RAW DATA
--*--

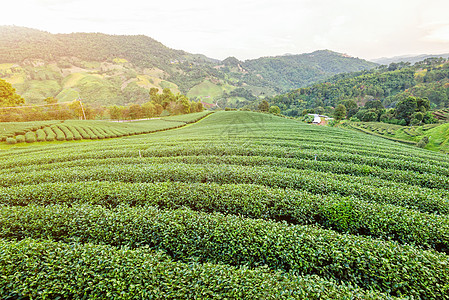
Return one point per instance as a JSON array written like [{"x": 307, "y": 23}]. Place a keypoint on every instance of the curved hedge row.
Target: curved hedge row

--*--

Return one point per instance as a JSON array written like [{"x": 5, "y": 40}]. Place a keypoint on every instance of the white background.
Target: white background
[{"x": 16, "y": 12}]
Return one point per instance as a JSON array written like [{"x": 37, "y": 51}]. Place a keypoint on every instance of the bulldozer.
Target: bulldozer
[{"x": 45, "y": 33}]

--*--

WHAT THIS TASK INVOLVES
Can you convert the data above, between the lines holding "curved hedge row." and "Target: curved hedge row" (both included), into a JSON list of strings with one string per line and no blank lines?

TASK SOLUTION
[
  "Return one point per instance as a JSON array written like [{\"x\": 307, \"y\": 23}]. Place a keypoint on every instance of the curved hedge row.",
  "Target: curved hedge row"
]